Desain Grafis Sebagai Mindset

Waktu melaju berlalu begitu cepatnya, sudah lebih dari 20 tahun sejak saya pertama mengenal desain grafis sebagai hobi lalu profesi lalu mindset (pola pikir). Kok mindset? Sebentar, saya akan jelasin nanti tentang mindset ini. Saat saya tengok sekumpulan folder di server kantor, sudah lebih dari 8500 creative artwork yang telah dihasilkan selama kurun waktu 10 tahun (1999-2010). Sebuah perjalanan panjang yang tak terasa lelahnya karena saya dan teman-teman di Petakumpet memulainya dari sebuah hobi.

 

Desain Grafis Sebagai Hobi

Sejak kelas 4 SD (Sekolah Dasar) saya telah membantu membuatkan ayah saya klise film sablon yang bergambar desain lambang SD untuk kebutuhan badge murid-murid se-kecamatan. Menggunakan pena yang dicelup tinta cina dan digambar dengan ekstra hati-hati di atas kertas kalkir bertumpuk-tumpuk (tergantung berapa jenis warnanya). Sebuah kebanggaan tak terkira saat saya melihat teman satu sekolah memakai badge yang saya bikin klise filmnya. “Kuwi aku lho sing gambar” (itu saya lho yang gambar), sering kali tanpa sadar saya menggumam sambil tersenyum senang. Saat itu saya tak berfikir berapa keuntungan ayah saya atas sablon yang ribuan itu, hadiah satu piring nasi goreng pun tak habis saya makan. Saya senang, itu sudah melampaui bayaran apapun yang saya bisa terima dari pekerjaan itu. Kesenangan menggambar dan merancang sesuatu, jadilah itu hobi sejak kanak-kanak saya.

Baris dataset tentang letak objek
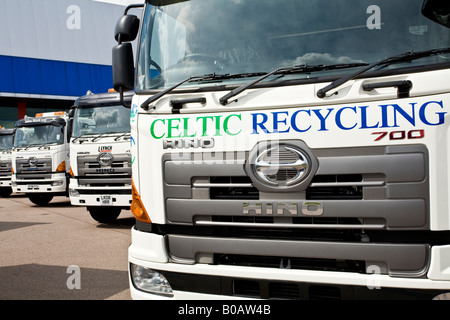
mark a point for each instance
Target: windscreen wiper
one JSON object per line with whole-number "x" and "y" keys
{"x": 287, "y": 70}
{"x": 407, "y": 56}
{"x": 206, "y": 77}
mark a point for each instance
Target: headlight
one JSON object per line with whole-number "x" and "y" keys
{"x": 73, "y": 193}
{"x": 151, "y": 281}
{"x": 57, "y": 183}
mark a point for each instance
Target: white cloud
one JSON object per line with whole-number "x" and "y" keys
{"x": 121, "y": 2}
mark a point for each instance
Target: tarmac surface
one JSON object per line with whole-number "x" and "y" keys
{"x": 58, "y": 252}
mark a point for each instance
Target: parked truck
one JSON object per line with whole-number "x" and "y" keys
{"x": 100, "y": 173}
{"x": 6, "y": 143}
{"x": 288, "y": 149}
{"x": 41, "y": 156}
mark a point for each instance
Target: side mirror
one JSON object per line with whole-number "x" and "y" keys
{"x": 437, "y": 11}
{"x": 126, "y": 28}
{"x": 123, "y": 67}
{"x": 69, "y": 128}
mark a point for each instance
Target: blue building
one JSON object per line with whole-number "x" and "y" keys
{"x": 52, "y": 52}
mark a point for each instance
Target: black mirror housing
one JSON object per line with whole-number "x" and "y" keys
{"x": 123, "y": 67}
{"x": 126, "y": 29}
{"x": 437, "y": 11}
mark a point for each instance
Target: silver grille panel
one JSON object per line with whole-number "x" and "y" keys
{"x": 118, "y": 173}
{"x": 385, "y": 188}
{"x": 5, "y": 169}
{"x": 382, "y": 191}
{"x": 38, "y": 168}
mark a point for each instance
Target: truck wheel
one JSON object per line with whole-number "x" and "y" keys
{"x": 40, "y": 199}
{"x": 104, "y": 214}
{"x": 5, "y": 192}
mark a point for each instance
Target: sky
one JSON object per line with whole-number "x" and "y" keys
{"x": 121, "y": 2}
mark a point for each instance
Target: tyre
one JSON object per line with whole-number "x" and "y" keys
{"x": 104, "y": 214}
{"x": 5, "y": 192}
{"x": 40, "y": 199}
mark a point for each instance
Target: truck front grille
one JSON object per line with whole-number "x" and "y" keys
{"x": 5, "y": 169}
{"x": 355, "y": 213}
{"x": 36, "y": 167}
{"x": 92, "y": 174}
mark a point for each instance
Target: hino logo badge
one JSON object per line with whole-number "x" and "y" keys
{"x": 32, "y": 161}
{"x": 105, "y": 159}
{"x": 283, "y": 208}
{"x": 283, "y": 166}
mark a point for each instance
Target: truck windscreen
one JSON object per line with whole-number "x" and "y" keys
{"x": 101, "y": 120}
{"x": 200, "y": 37}
{"x": 38, "y": 135}
{"x": 6, "y": 142}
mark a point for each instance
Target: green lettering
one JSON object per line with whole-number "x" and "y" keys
{"x": 186, "y": 129}
{"x": 217, "y": 125}
{"x": 225, "y": 124}
{"x": 152, "y": 129}
{"x": 205, "y": 124}
{"x": 171, "y": 126}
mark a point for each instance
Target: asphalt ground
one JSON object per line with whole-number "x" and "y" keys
{"x": 58, "y": 252}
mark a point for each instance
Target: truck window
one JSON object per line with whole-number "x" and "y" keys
{"x": 175, "y": 45}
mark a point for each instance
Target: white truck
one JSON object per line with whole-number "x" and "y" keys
{"x": 6, "y": 143}
{"x": 41, "y": 156}
{"x": 288, "y": 149}
{"x": 100, "y": 173}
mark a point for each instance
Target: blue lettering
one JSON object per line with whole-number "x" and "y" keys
{"x": 441, "y": 115}
{"x": 276, "y": 121}
{"x": 364, "y": 124}
{"x": 338, "y": 118}
{"x": 294, "y": 117}
{"x": 384, "y": 116}
{"x": 409, "y": 118}
{"x": 257, "y": 124}
{"x": 322, "y": 118}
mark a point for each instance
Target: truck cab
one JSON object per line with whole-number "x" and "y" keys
{"x": 288, "y": 149}
{"x": 6, "y": 144}
{"x": 41, "y": 156}
{"x": 100, "y": 173}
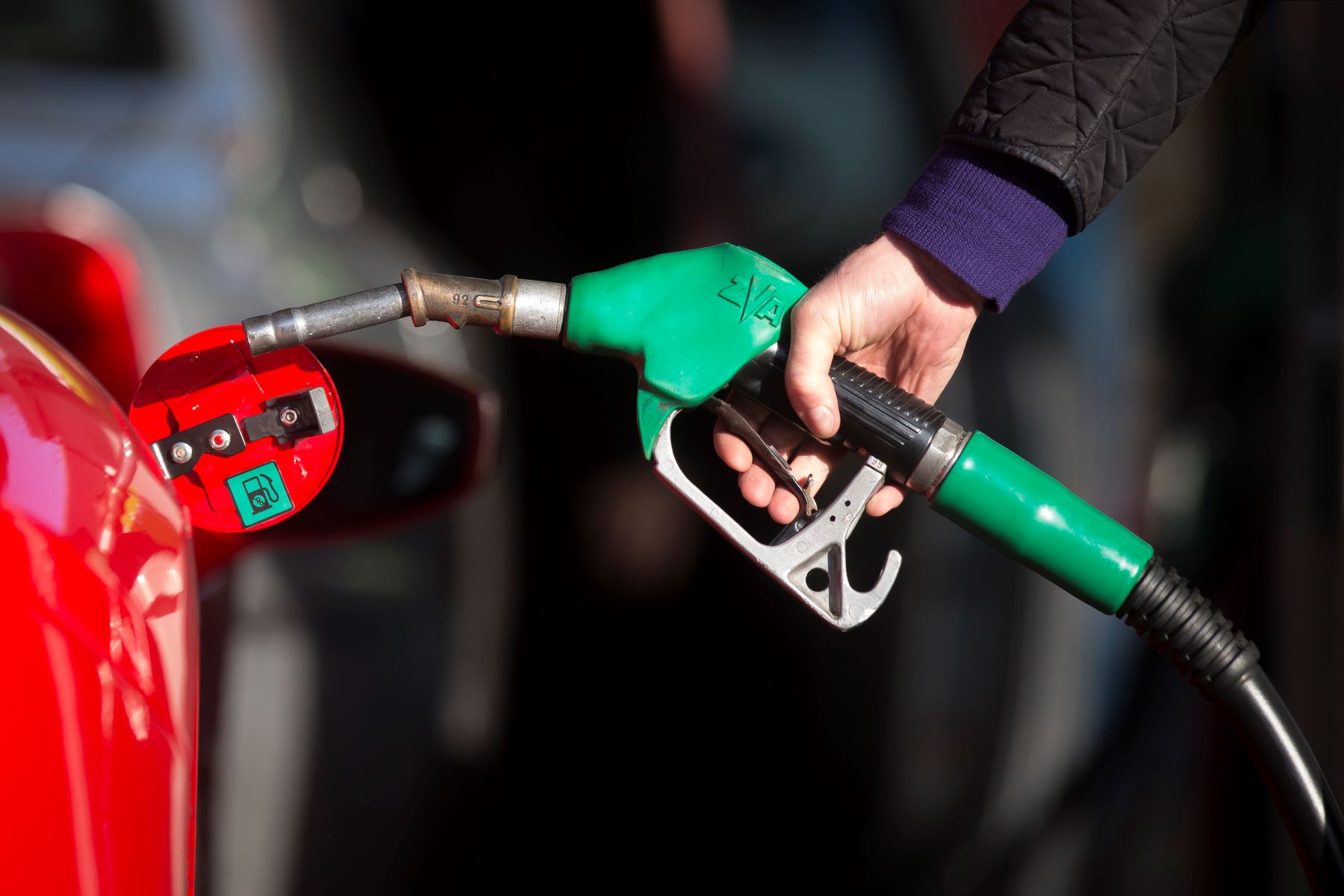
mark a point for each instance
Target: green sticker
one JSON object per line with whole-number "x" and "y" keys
{"x": 260, "y": 494}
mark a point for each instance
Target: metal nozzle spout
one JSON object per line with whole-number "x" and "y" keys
{"x": 507, "y": 305}
{"x": 297, "y": 326}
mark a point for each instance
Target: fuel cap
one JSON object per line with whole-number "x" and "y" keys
{"x": 246, "y": 441}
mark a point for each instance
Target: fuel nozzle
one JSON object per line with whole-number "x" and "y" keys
{"x": 508, "y": 305}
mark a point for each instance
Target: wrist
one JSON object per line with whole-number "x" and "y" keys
{"x": 989, "y": 220}
{"x": 936, "y": 276}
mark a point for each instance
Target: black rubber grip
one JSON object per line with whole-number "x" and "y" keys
{"x": 875, "y": 415}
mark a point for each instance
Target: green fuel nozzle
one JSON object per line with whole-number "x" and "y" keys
{"x": 698, "y": 321}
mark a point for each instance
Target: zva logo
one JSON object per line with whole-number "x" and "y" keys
{"x": 754, "y": 297}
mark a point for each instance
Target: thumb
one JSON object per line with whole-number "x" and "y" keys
{"x": 806, "y": 376}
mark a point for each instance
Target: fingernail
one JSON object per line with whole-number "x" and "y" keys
{"x": 819, "y": 420}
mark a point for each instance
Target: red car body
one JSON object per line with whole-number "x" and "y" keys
{"x": 100, "y": 647}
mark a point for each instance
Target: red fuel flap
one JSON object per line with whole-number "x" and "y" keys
{"x": 246, "y": 441}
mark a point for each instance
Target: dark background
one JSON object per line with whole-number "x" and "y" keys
{"x": 672, "y": 719}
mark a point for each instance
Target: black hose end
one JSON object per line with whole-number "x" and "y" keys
{"x": 1189, "y": 630}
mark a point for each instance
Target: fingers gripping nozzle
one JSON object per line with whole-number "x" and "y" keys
{"x": 508, "y": 305}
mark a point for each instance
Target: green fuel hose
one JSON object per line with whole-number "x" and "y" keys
{"x": 1035, "y": 520}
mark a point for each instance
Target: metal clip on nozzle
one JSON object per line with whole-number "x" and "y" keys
{"x": 508, "y": 305}
{"x": 809, "y": 556}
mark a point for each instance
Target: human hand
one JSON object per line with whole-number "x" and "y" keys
{"x": 889, "y": 307}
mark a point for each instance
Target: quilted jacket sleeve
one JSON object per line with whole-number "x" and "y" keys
{"x": 1089, "y": 89}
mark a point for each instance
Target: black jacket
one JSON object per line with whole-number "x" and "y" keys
{"x": 1090, "y": 89}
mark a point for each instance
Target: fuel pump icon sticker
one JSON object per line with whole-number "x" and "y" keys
{"x": 246, "y": 441}
{"x": 260, "y": 494}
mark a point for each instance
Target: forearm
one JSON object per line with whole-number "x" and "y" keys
{"x": 1088, "y": 90}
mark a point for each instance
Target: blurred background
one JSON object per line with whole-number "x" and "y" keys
{"x": 566, "y": 676}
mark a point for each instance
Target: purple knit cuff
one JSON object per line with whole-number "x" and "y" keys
{"x": 994, "y": 220}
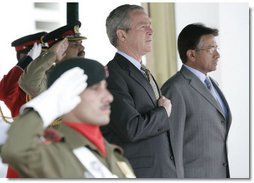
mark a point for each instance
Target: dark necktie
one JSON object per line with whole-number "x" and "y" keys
{"x": 149, "y": 77}
{"x": 212, "y": 91}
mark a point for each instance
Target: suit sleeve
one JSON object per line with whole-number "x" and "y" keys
{"x": 34, "y": 79}
{"x": 127, "y": 121}
{"x": 177, "y": 123}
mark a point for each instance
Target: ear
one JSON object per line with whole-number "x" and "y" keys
{"x": 121, "y": 34}
{"x": 191, "y": 55}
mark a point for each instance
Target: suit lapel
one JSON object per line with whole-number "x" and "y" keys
{"x": 229, "y": 116}
{"x": 197, "y": 85}
{"x": 136, "y": 75}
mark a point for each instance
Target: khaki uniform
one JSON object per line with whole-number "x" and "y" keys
{"x": 35, "y": 157}
{"x": 34, "y": 79}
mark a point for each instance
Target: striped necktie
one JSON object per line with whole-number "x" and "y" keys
{"x": 149, "y": 77}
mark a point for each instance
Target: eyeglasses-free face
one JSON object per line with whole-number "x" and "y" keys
{"x": 210, "y": 49}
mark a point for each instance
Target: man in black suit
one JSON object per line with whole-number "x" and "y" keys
{"x": 139, "y": 121}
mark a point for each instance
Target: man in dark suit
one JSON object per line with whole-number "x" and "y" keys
{"x": 139, "y": 119}
{"x": 200, "y": 115}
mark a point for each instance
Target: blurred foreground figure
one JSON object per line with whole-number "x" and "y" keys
{"x": 76, "y": 149}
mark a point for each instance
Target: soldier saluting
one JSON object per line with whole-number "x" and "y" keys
{"x": 76, "y": 149}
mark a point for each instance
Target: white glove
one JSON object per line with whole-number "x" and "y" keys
{"x": 4, "y": 127}
{"x": 61, "y": 97}
{"x": 35, "y": 51}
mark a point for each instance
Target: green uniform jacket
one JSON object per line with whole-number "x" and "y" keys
{"x": 32, "y": 157}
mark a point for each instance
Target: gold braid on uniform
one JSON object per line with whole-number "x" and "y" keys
{"x": 5, "y": 118}
{"x": 56, "y": 122}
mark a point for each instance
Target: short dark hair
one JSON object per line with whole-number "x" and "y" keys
{"x": 189, "y": 38}
{"x": 119, "y": 19}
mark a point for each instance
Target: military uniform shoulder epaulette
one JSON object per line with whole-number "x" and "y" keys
{"x": 52, "y": 135}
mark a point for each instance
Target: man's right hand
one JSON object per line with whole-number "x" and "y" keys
{"x": 166, "y": 103}
{"x": 61, "y": 97}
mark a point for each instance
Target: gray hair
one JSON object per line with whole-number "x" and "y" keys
{"x": 119, "y": 19}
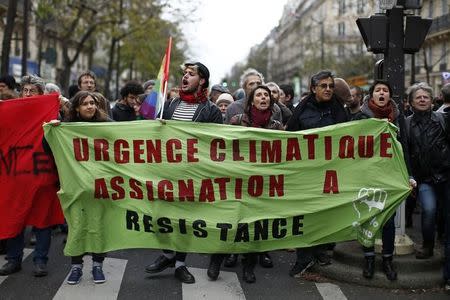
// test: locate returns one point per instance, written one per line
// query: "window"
(430, 56)
(360, 48)
(341, 29)
(341, 50)
(16, 44)
(444, 7)
(430, 9)
(360, 6)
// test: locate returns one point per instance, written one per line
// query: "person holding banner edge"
(380, 105)
(85, 108)
(191, 106)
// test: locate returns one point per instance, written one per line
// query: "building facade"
(319, 34)
(433, 59)
(44, 55)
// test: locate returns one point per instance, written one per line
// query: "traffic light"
(410, 4)
(374, 31)
(378, 70)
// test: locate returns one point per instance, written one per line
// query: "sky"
(226, 30)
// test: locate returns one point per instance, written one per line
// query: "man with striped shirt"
(192, 106)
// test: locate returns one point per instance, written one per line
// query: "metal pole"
(322, 50)
(394, 73)
(413, 69)
(26, 22)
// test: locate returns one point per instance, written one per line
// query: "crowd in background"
(423, 132)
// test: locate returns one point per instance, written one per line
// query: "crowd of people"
(423, 131)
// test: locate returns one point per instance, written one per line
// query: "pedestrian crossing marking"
(227, 287)
(3, 261)
(113, 268)
(330, 291)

TUJUAN
Ubah paragraf berawalan "Sejak kelas 4 SD" dari teks tentang desain grafis di atas menjadi daftar singkat yang tetap memuat fakta utamanya.

JAWABAN LATIHAN
- Sejak kelas 4 SD, penulis membantu ayahnya membuat klise film sablon bergambar lambang SD untuk badge murid-murid se-kecamatan.
- Gambarnya dibuat dengan pena yang dicelup tinta cina, dengan sangat hati-hati, di atas kertas kalkir bertumpuk sesuai jumlah warnanya.
- Penulis sangat bangga melihat teman satu sekolah memakai badge tersebut dan sering bergumam, "Kuwi aku lho sing gambar".
- Penulis tidak memikirkan keuntungan ayahnya dari ribuan sablon itu. Hadiah sepiring nasi goreng pun tidak habis dimakannya.
- Rasa senang itu melampaui bayaran apa pun.
- Kesenangan menggambar dan merancang menjadi hobi penulis sejak kanak-kanak.